# WHAT NEEDS TO BE DONE
Locate each line in the data below that contains the string "brown" and copy those lines out. Treat uppercase and lowercase as different.

# INFORMATION SHOWN
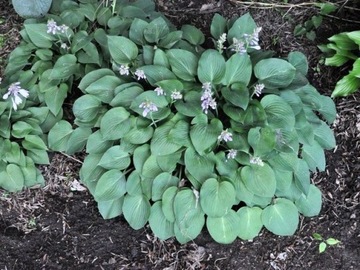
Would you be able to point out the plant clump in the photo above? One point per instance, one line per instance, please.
(176, 135)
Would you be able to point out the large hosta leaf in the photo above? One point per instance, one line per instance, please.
(274, 72)
(259, 180)
(211, 67)
(281, 218)
(189, 218)
(224, 229)
(250, 222)
(279, 113)
(136, 210)
(161, 227)
(216, 197)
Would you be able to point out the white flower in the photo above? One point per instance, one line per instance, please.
(15, 92)
(238, 46)
(231, 154)
(258, 89)
(140, 74)
(207, 99)
(124, 70)
(159, 91)
(176, 95)
(257, 161)
(148, 107)
(225, 136)
(220, 42)
(52, 27)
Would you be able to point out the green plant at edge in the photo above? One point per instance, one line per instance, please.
(176, 135)
(342, 48)
(324, 243)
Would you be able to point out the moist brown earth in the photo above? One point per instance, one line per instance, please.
(56, 228)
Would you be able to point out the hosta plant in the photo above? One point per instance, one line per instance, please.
(176, 135)
(342, 48)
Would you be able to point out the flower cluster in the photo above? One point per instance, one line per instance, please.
(207, 99)
(54, 29)
(148, 107)
(16, 93)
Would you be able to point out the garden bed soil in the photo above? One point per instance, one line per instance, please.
(56, 228)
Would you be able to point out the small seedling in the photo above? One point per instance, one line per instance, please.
(325, 243)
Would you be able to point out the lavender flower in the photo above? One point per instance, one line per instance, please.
(159, 91)
(225, 136)
(16, 93)
(148, 107)
(207, 99)
(238, 46)
(176, 95)
(258, 89)
(231, 154)
(257, 161)
(140, 74)
(124, 70)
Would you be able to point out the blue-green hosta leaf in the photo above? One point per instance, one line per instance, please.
(183, 63)
(238, 69)
(216, 198)
(12, 179)
(218, 26)
(259, 180)
(64, 67)
(32, 142)
(346, 86)
(122, 49)
(104, 87)
(156, 73)
(204, 136)
(281, 218)
(314, 156)
(274, 73)
(262, 140)
(189, 217)
(168, 203)
(310, 205)
(86, 107)
(110, 209)
(115, 158)
(54, 98)
(324, 136)
(161, 144)
(59, 136)
(111, 186)
(192, 34)
(77, 140)
(136, 32)
(299, 61)
(200, 167)
(93, 76)
(243, 25)
(250, 222)
(279, 113)
(39, 36)
(96, 144)
(125, 94)
(115, 123)
(237, 94)
(224, 229)
(136, 210)
(160, 226)
(156, 30)
(211, 67)
(161, 183)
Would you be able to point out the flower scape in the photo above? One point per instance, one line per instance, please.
(176, 135)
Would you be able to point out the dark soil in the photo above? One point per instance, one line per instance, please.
(56, 228)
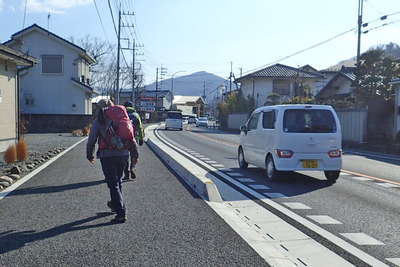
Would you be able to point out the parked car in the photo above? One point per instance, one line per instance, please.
(192, 120)
(202, 121)
(292, 138)
(174, 120)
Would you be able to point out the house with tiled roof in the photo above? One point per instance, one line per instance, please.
(280, 79)
(340, 85)
(60, 84)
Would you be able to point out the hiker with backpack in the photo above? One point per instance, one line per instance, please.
(129, 171)
(113, 131)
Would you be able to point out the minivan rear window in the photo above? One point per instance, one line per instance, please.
(174, 115)
(308, 121)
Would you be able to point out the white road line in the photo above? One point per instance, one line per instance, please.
(259, 186)
(361, 178)
(218, 165)
(27, 177)
(274, 195)
(323, 219)
(394, 261)
(245, 180)
(296, 206)
(234, 174)
(388, 185)
(361, 239)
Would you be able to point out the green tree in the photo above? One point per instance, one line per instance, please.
(373, 77)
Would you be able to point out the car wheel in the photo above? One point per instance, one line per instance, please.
(270, 170)
(242, 162)
(332, 176)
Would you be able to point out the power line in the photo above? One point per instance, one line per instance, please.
(23, 23)
(101, 21)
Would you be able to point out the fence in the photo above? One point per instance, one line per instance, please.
(236, 120)
(354, 125)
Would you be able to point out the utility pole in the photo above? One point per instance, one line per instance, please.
(360, 13)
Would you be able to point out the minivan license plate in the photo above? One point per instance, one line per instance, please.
(310, 164)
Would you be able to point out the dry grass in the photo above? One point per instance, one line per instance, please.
(77, 132)
(10, 156)
(22, 150)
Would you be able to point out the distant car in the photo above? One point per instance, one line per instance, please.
(202, 122)
(192, 120)
(174, 120)
(292, 138)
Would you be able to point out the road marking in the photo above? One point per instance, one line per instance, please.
(27, 177)
(234, 174)
(394, 260)
(361, 178)
(323, 219)
(372, 177)
(218, 165)
(274, 195)
(361, 239)
(296, 206)
(388, 185)
(245, 180)
(260, 186)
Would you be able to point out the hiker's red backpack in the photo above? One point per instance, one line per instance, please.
(119, 134)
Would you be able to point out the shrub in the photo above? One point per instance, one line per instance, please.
(10, 156)
(22, 150)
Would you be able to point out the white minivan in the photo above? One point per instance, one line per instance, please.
(286, 138)
(174, 120)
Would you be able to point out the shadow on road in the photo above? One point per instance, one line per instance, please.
(11, 240)
(54, 189)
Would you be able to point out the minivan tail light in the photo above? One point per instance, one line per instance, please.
(335, 153)
(284, 153)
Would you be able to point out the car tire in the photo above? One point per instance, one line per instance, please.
(270, 171)
(332, 176)
(241, 160)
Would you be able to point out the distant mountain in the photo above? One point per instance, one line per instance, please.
(390, 49)
(193, 84)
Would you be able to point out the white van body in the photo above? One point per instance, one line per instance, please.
(174, 120)
(296, 137)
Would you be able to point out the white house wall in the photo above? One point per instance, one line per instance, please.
(52, 93)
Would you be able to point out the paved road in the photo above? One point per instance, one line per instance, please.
(358, 205)
(59, 218)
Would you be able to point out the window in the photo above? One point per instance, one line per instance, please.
(252, 125)
(281, 87)
(269, 120)
(52, 64)
(309, 121)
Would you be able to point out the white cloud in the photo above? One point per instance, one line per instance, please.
(54, 6)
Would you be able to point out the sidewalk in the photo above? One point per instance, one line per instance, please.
(59, 217)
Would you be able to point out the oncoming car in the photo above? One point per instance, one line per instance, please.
(292, 138)
(174, 120)
(202, 121)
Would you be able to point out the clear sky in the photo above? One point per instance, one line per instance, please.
(206, 35)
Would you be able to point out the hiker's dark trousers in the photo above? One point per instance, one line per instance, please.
(113, 168)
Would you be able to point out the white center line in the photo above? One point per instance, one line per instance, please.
(259, 186)
(296, 206)
(361, 239)
(323, 219)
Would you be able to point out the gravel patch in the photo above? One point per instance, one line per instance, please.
(41, 147)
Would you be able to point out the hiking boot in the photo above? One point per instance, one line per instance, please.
(119, 219)
(110, 205)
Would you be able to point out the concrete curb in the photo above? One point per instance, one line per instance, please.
(191, 174)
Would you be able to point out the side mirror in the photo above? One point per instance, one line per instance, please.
(243, 128)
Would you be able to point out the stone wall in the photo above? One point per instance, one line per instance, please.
(57, 123)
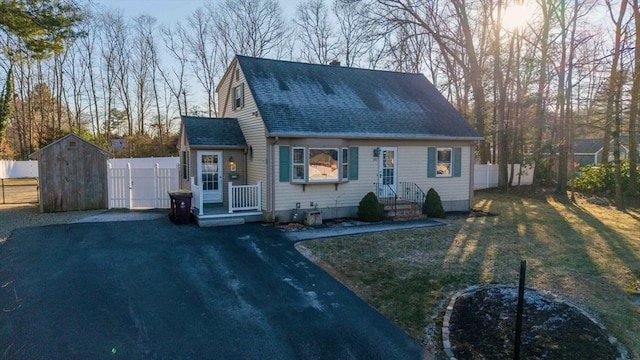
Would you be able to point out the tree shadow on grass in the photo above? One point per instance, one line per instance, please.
(576, 254)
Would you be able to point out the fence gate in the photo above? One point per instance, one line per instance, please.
(136, 188)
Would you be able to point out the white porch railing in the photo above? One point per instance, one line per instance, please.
(196, 190)
(245, 197)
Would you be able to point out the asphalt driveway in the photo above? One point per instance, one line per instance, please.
(153, 290)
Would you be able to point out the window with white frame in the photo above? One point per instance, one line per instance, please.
(444, 162)
(345, 164)
(310, 165)
(238, 97)
(299, 164)
(185, 165)
(323, 165)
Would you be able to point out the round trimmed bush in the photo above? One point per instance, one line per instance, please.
(370, 209)
(433, 205)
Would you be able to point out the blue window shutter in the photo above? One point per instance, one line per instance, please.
(242, 95)
(457, 162)
(353, 163)
(431, 162)
(285, 168)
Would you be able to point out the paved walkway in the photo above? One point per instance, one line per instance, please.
(352, 228)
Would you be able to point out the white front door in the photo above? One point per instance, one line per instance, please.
(210, 175)
(387, 174)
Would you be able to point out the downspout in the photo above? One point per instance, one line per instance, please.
(271, 199)
(471, 177)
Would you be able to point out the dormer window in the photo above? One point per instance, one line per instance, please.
(238, 97)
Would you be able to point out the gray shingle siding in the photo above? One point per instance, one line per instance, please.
(298, 99)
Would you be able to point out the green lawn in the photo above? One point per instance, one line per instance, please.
(587, 254)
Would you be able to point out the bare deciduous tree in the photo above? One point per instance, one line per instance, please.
(315, 32)
(250, 27)
(206, 55)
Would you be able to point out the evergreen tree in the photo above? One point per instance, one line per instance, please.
(5, 103)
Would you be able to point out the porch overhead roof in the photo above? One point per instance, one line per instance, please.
(213, 132)
(299, 99)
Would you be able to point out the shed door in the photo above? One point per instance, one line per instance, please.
(210, 175)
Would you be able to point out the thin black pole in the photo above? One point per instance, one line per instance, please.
(523, 270)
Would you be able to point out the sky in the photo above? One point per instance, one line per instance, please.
(170, 11)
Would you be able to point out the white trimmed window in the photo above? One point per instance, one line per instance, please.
(345, 164)
(318, 165)
(238, 97)
(185, 165)
(298, 165)
(323, 165)
(444, 162)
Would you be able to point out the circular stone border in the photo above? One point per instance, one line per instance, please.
(470, 290)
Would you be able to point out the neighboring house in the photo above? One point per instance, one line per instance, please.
(589, 151)
(319, 137)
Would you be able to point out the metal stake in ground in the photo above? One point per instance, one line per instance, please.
(523, 270)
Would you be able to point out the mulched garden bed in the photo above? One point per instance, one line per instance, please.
(483, 321)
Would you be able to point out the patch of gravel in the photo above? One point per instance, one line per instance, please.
(19, 216)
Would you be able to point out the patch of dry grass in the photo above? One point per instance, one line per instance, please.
(586, 253)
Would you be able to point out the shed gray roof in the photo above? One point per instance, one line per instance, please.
(298, 99)
(204, 131)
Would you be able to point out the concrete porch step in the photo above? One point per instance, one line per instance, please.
(220, 221)
(404, 210)
(217, 217)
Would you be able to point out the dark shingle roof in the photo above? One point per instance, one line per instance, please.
(202, 131)
(299, 99)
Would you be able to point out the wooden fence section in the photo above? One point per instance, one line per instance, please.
(141, 188)
(486, 176)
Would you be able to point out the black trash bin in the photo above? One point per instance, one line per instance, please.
(180, 212)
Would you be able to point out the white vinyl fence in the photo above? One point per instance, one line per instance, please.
(12, 169)
(486, 176)
(142, 183)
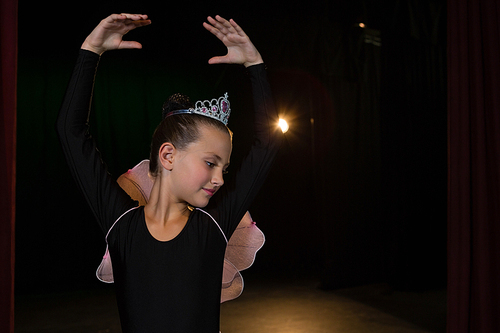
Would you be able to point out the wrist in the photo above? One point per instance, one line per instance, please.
(89, 47)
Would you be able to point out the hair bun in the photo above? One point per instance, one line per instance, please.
(175, 102)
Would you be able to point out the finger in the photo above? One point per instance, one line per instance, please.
(237, 28)
(216, 32)
(220, 23)
(227, 27)
(135, 17)
(217, 60)
(130, 45)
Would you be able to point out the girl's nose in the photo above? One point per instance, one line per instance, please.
(218, 179)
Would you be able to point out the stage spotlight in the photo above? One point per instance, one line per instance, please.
(283, 125)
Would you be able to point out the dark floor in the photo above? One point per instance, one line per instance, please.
(273, 305)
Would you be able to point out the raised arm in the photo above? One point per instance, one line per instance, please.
(240, 49)
(267, 137)
(108, 35)
(104, 196)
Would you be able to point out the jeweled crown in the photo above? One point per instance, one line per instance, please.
(218, 109)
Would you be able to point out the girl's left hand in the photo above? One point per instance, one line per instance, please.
(240, 49)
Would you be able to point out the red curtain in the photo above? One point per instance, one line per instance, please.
(8, 72)
(474, 166)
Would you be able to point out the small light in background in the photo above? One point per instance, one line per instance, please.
(283, 125)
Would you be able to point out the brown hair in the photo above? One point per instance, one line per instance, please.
(180, 130)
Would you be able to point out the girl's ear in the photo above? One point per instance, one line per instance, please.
(166, 155)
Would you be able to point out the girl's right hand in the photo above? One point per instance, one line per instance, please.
(108, 34)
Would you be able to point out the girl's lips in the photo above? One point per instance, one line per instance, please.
(209, 192)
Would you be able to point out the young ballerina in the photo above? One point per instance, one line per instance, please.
(168, 255)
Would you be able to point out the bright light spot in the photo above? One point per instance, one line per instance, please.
(284, 125)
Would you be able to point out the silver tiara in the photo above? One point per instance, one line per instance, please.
(216, 108)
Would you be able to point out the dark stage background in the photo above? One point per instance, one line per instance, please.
(358, 195)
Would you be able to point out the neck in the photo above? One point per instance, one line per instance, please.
(162, 208)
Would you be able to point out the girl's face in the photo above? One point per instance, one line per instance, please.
(197, 170)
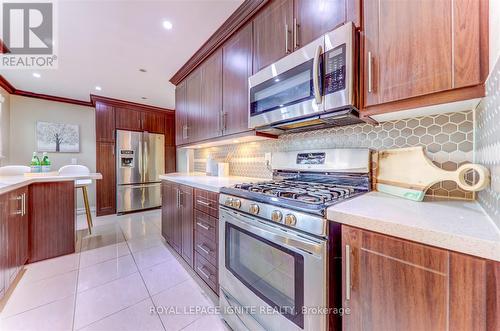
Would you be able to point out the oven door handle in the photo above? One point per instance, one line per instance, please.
(317, 91)
(294, 242)
(235, 309)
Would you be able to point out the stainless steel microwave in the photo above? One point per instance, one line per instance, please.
(311, 87)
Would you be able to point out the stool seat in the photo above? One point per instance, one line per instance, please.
(82, 182)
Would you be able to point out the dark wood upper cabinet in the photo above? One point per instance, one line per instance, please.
(106, 187)
(153, 122)
(440, 47)
(209, 122)
(105, 122)
(128, 119)
(273, 33)
(313, 18)
(181, 113)
(237, 67)
(395, 282)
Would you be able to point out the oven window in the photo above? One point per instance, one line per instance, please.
(274, 273)
(291, 87)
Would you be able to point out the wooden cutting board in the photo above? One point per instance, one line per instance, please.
(408, 173)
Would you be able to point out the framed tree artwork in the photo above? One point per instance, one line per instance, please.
(57, 137)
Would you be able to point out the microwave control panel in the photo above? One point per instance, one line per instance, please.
(335, 61)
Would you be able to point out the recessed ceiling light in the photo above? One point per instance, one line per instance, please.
(167, 25)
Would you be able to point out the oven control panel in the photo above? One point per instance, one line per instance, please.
(335, 69)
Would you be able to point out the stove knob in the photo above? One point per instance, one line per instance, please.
(276, 216)
(236, 203)
(290, 220)
(254, 209)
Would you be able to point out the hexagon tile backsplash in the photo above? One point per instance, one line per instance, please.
(447, 138)
(487, 147)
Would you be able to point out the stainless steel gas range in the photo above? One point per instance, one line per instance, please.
(274, 236)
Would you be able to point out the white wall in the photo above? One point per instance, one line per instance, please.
(494, 20)
(4, 126)
(25, 112)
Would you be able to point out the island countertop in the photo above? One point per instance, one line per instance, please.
(209, 183)
(460, 226)
(10, 183)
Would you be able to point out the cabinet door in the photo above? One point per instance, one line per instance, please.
(394, 283)
(153, 122)
(105, 187)
(209, 122)
(186, 217)
(128, 119)
(413, 55)
(104, 122)
(313, 18)
(168, 210)
(181, 113)
(237, 67)
(272, 33)
(194, 125)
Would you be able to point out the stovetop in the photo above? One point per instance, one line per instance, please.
(307, 193)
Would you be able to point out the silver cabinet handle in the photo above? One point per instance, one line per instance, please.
(207, 276)
(317, 92)
(204, 203)
(203, 226)
(347, 272)
(370, 68)
(206, 251)
(295, 33)
(287, 50)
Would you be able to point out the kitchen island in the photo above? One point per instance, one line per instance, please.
(37, 221)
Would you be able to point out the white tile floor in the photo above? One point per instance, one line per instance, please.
(117, 277)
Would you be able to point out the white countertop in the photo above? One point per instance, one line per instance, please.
(460, 226)
(209, 183)
(10, 183)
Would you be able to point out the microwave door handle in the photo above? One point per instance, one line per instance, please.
(317, 92)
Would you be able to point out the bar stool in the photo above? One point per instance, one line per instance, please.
(79, 170)
(14, 170)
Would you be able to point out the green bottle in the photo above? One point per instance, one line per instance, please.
(35, 163)
(45, 162)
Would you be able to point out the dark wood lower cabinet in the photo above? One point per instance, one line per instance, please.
(396, 284)
(52, 220)
(189, 230)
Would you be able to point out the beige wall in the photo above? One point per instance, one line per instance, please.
(24, 114)
(4, 126)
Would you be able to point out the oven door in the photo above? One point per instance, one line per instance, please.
(269, 275)
(288, 89)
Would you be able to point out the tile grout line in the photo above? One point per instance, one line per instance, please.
(144, 282)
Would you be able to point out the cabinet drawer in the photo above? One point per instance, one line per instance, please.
(205, 224)
(207, 202)
(205, 247)
(206, 271)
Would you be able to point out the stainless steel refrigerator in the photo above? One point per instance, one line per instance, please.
(139, 163)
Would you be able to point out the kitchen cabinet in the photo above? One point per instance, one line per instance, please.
(273, 31)
(128, 119)
(395, 284)
(105, 122)
(52, 220)
(209, 124)
(106, 187)
(153, 122)
(177, 218)
(441, 49)
(237, 67)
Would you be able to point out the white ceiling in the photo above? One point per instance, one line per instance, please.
(105, 43)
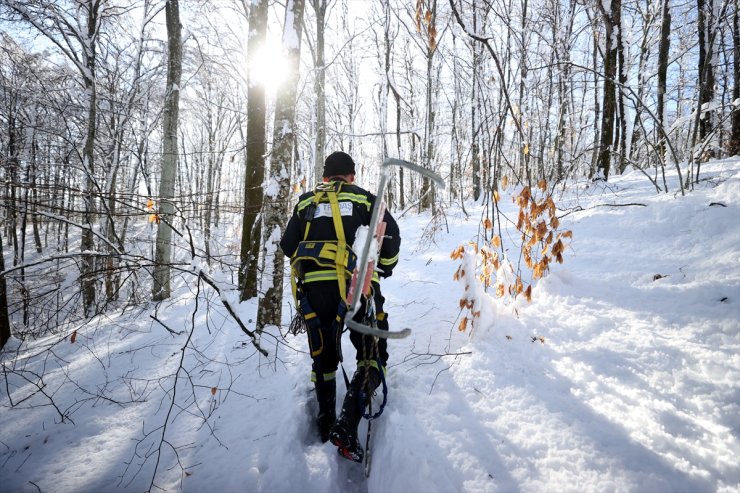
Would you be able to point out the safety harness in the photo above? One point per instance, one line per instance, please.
(335, 260)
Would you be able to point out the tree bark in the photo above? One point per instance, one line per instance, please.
(277, 202)
(4, 319)
(734, 143)
(609, 100)
(255, 166)
(319, 87)
(163, 255)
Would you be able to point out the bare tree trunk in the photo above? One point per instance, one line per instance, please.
(163, 254)
(611, 22)
(474, 149)
(705, 26)
(255, 166)
(277, 202)
(88, 163)
(734, 143)
(4, 319)
(663, 49)
(319, 7)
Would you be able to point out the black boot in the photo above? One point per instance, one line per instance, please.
(344, 432)
(326, 394)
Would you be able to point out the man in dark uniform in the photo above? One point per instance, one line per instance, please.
(318, 239)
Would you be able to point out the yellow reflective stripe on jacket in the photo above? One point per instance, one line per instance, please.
(329, 275)
(342, 196)
(327, 376)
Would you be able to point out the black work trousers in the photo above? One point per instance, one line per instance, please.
(324, 298)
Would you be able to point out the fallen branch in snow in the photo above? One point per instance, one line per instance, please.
(208, 280)
(578, 208)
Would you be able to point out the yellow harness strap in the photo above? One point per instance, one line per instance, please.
(341, 250)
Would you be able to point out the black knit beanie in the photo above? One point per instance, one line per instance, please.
(337, 164)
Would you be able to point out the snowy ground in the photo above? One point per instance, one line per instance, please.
(635, 387)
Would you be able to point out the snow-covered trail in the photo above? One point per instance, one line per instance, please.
(634, 388)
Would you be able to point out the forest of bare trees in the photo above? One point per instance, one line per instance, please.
(143, 141)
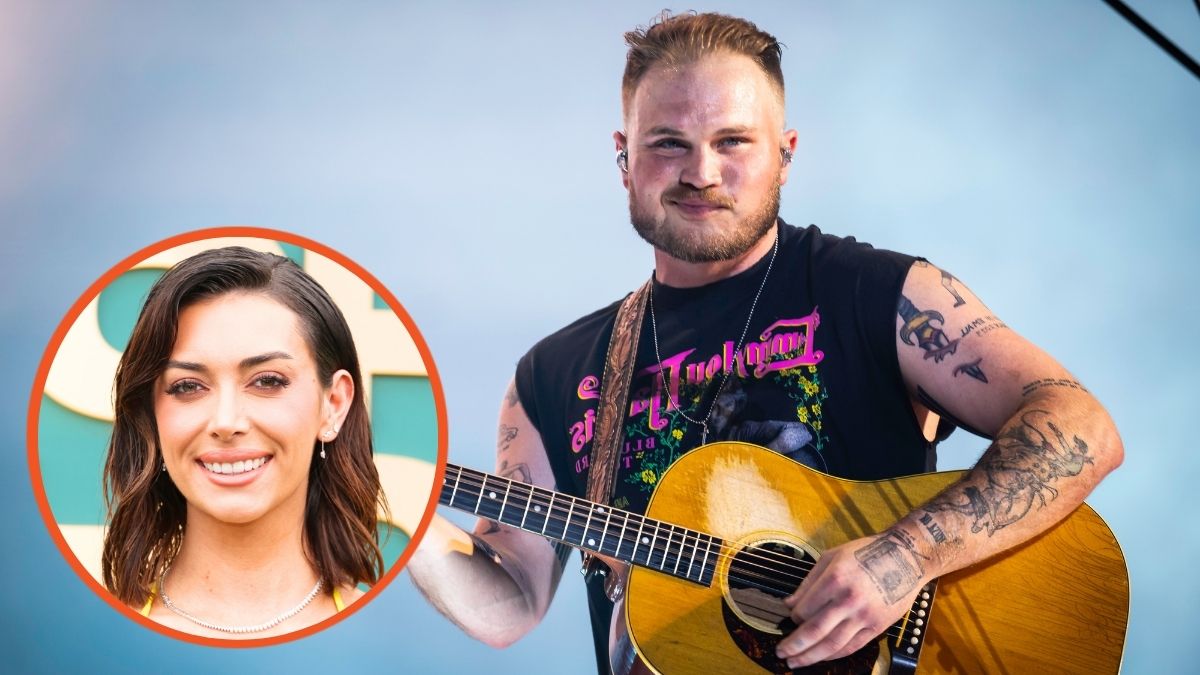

# RIGHT ANSWER
Would you be able to point out the moist brown earth in the photo above? One point per instance, one line per instance, please.
Would you be able to point out the brown hair in the photo above? One point per instance, one line per instance, please.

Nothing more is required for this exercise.